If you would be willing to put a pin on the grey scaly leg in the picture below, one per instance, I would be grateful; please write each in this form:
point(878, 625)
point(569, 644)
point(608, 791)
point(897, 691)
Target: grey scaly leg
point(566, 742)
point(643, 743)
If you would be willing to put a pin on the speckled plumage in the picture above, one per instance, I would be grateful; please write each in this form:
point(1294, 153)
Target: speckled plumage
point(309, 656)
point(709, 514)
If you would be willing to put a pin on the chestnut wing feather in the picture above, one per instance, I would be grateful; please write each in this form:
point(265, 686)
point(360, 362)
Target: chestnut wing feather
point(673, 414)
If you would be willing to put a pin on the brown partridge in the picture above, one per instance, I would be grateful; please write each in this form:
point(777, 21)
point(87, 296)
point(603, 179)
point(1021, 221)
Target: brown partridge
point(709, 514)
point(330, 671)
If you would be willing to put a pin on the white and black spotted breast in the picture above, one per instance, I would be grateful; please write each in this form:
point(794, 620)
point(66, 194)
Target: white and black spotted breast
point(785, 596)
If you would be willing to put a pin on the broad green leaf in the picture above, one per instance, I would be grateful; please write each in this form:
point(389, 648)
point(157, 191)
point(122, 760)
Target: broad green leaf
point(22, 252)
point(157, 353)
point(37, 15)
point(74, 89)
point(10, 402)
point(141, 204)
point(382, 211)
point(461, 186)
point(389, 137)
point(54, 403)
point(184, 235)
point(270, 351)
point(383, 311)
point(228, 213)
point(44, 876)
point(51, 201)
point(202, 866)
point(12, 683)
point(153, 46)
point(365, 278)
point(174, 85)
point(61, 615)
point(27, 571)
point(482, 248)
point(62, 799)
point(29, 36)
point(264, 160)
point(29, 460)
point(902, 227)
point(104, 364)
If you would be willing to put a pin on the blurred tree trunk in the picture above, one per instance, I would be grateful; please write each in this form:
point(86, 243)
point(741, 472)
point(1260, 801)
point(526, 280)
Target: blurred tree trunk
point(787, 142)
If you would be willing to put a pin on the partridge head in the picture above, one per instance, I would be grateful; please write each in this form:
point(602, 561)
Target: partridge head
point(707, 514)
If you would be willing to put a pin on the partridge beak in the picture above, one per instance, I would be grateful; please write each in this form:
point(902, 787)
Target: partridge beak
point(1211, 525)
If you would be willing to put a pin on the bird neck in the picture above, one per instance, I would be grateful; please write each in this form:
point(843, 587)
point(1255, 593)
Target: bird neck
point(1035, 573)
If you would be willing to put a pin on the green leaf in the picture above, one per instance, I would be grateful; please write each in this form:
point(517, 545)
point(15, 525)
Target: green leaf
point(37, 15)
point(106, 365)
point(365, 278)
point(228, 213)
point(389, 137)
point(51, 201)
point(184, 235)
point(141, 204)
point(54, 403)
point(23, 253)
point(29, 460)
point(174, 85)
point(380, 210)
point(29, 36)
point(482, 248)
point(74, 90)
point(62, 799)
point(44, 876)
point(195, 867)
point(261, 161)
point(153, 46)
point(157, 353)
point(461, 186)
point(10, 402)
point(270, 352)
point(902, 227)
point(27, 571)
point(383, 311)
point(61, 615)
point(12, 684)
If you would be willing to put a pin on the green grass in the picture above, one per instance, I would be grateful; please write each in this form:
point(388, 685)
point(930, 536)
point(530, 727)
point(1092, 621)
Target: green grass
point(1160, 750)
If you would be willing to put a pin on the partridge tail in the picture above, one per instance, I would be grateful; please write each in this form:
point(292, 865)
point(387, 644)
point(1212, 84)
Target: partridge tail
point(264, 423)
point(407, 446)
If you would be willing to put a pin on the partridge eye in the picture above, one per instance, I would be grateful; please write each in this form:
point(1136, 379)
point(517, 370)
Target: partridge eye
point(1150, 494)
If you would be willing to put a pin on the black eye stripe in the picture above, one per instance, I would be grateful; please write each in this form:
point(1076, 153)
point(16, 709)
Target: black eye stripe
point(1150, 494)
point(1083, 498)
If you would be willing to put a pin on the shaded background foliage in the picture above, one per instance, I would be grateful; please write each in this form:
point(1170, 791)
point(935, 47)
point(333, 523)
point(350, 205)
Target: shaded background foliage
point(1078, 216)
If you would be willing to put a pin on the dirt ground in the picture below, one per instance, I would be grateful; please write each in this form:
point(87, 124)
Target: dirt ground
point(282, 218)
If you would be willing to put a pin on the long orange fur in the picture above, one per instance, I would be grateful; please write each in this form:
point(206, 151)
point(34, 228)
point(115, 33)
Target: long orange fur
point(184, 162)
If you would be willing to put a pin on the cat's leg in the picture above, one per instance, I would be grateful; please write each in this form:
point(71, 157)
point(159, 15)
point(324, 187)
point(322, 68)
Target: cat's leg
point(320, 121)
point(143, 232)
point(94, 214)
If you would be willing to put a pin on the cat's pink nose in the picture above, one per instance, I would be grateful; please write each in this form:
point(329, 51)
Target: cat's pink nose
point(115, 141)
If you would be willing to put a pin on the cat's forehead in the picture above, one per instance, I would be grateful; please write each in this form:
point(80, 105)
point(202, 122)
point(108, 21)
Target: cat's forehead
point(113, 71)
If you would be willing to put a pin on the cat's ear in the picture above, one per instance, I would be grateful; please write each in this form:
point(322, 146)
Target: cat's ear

====

▶ **TASK DETAILS**:
Rewrite the material above, from its first line through the line containing "point(643, 743)" inclusive, and shift every answer coordinate by -44. Keep the requests and their sample points unchanged.

▶ **EXERCISE OUTPUT**:
If you would be willing to put a pin on the grey scaly leg in the picture below, one per instance, I would be grateful; please write each in this form:
point(878, 625)
point(569, 644)
point(608, 791)
point(897, 691)
Target: grey scaly leg
point(522, 698)
point(599, 699)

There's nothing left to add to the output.